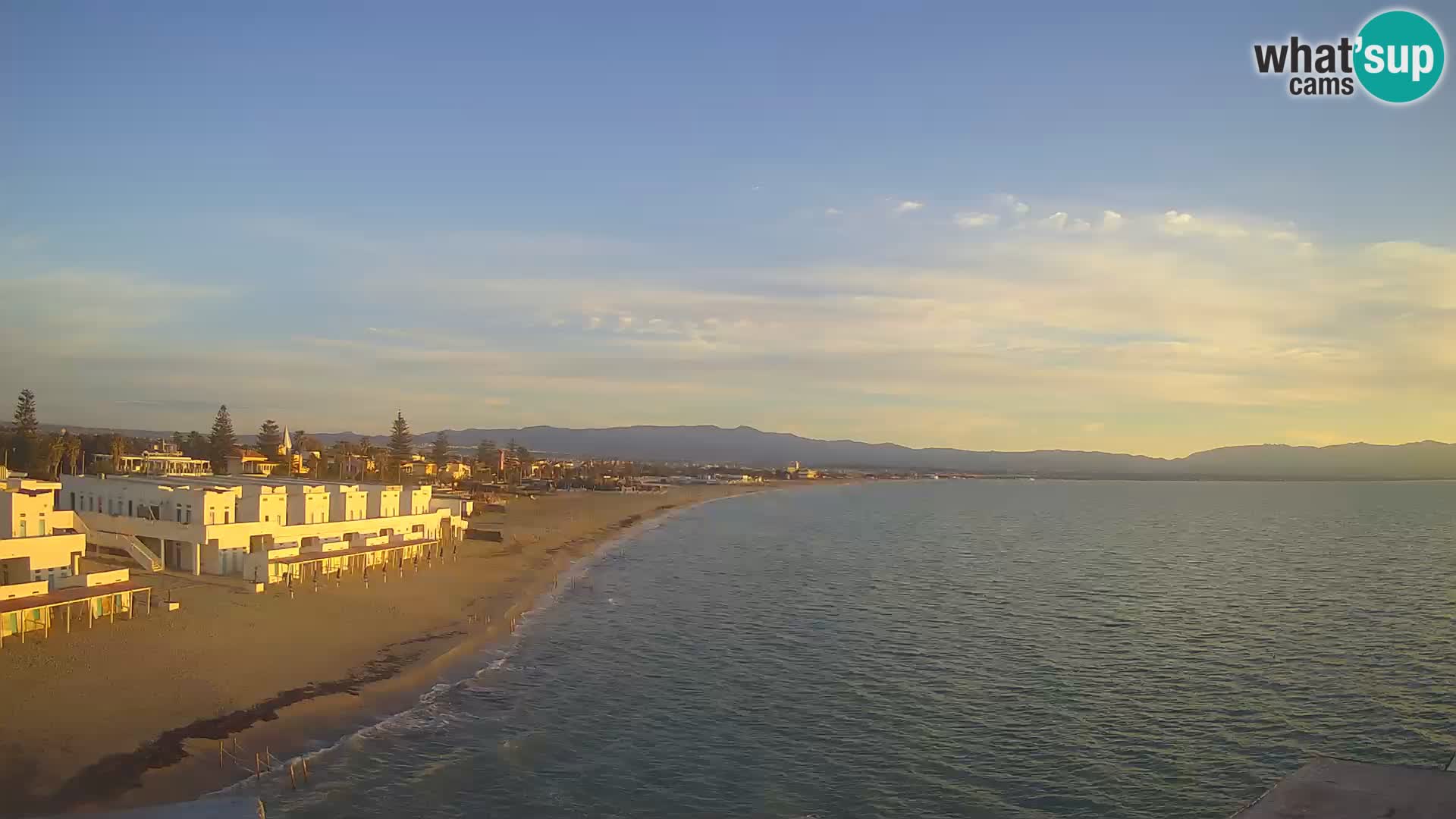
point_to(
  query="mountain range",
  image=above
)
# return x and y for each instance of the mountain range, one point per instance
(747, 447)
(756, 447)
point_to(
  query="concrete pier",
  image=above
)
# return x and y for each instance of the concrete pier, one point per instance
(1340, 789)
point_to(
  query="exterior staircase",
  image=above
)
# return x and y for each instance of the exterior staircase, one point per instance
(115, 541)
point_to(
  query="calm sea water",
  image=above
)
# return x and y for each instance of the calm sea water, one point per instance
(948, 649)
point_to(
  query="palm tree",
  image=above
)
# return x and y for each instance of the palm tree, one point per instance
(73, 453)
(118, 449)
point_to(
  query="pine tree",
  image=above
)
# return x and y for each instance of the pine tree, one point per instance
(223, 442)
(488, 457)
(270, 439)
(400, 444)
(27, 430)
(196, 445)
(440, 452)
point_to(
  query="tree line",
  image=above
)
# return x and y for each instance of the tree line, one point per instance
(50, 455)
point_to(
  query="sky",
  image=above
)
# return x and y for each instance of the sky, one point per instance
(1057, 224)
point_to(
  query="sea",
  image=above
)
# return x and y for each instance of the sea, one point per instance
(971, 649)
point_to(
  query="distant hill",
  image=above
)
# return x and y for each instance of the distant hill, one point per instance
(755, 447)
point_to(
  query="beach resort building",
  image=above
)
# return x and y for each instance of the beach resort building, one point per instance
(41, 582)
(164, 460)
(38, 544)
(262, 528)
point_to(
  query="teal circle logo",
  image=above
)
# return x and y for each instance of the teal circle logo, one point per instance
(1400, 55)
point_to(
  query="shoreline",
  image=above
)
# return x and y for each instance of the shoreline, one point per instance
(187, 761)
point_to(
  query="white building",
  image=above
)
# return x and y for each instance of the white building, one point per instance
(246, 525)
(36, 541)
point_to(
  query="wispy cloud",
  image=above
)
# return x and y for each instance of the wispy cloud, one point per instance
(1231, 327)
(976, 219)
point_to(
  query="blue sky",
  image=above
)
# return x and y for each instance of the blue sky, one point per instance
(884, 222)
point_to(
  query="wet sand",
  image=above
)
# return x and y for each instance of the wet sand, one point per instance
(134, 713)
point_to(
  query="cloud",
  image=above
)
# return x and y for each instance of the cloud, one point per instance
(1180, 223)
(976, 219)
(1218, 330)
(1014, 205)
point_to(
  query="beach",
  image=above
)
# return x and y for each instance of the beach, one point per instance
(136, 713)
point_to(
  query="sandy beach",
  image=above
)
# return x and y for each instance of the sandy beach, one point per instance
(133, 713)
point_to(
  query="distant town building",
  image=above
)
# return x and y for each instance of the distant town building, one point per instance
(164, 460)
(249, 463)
※ ※ ※
● Problem
Pictures should be left out when the records above are restated exactly.

● Written response
point_to(
  query="mountain range",
  image=above
)
# return x and y for each instance of the mountain range, one point per instance
(747, 447)
(756, 447)
point_to(
  query="concrete pier",
  image=above
)
# return x and y for each instance of the concrete pier, one point per instance
(1340, 789)
point_to(
  query="exterior staircase",
  image=above
)
# return x and y for each instance of the exterior staircase, one point per instance
(115, 541)
point_to(
  query="calm sea water",
  image=above
)
# return x and y for each instance of the calm sea water, one point per instance
(948, 649)
point_to(
  query="palm tree",
  image=above
)
# return x and y for each instance of the palm tree, one point per instance
(73, 453)
(118, 449)
point_to(
  query="pine tree",
  image=above
)
# return x and y for each instance of the pine tree, one point per instance
(223, 442)
(488, 457)
(270, 439)
(400, 444)
(27, 430)
(196, 445)
(440, 452)
point_to(
  query="tree line",
  image=above
)
# return x and y for each instance of the tree line, one point per instance
(50, 455)
point_to(
  query="sky",
  image=above
)
# return x and y for each instance of the sky, one point per instance
(1057, 224)
point_to(
  query="sea",
  image=above
)
# return x and y for each instance of the sea, one point per instance
(971, 649)
point_to(
  query="distant hill",
  image=above
)
# return x and y for each instance of the distant hill, one point per instance
(755, 447)
point_to(
  query="beach resort building",
  image=above
)
# return x and y for each instance of the beach resort building, one point per instance
(41, 582)
(164, 460)
(38, 544)
(262, 528)
point_to(
  query="teal circle logo",
  image=above
)
# return x and y for each instance of the teal circle logo, one point per instance
(1400, 55)
point_to(
  query="shoreline",
  image=above
)
# return x and y for each instance of the shoreline, one point per instance
(187, 761)
point_to(
  query="white building",
  image=above
)
# return x and y for each instance of the white building, one point per instance
(246, 525)
(36, 541)
point_to(
  query="wispy cloud",
  image=above
)
# return x and y for each instance of the wispy cloud, one point per instance
(1231, 327)
(976, 219)
point_to(
  query="blue sky",
  image=above
)
# return x and y for each instance of the blue sky, one point per instance
(884, 222)
point_to(
  query="wet sand",
  image=above
)
# return x and y for each instance of the wet sand, one point per instance
(134, 713)
point_to(
  query="cloud",
  image=above
)
# return x and y for each instance of the cloud, one point per instance
(1180, 223)
(976, 219)
(1218, 330)
(1014, 205)
point_to(
  query="beach",
  image=above
)
# return x and y for each instance of the beach, one point per instance
(136, 713)
point_to(
  query="sandy beach",
  image=above
)
# return x and y for each instance of the sandy beach, one point per instance
(133, 713)
point_to(
  query="distant town building",
  image=above
)
# return x and y for each instance of the distant town building, one point per instance
(164, 460)
(249, 463)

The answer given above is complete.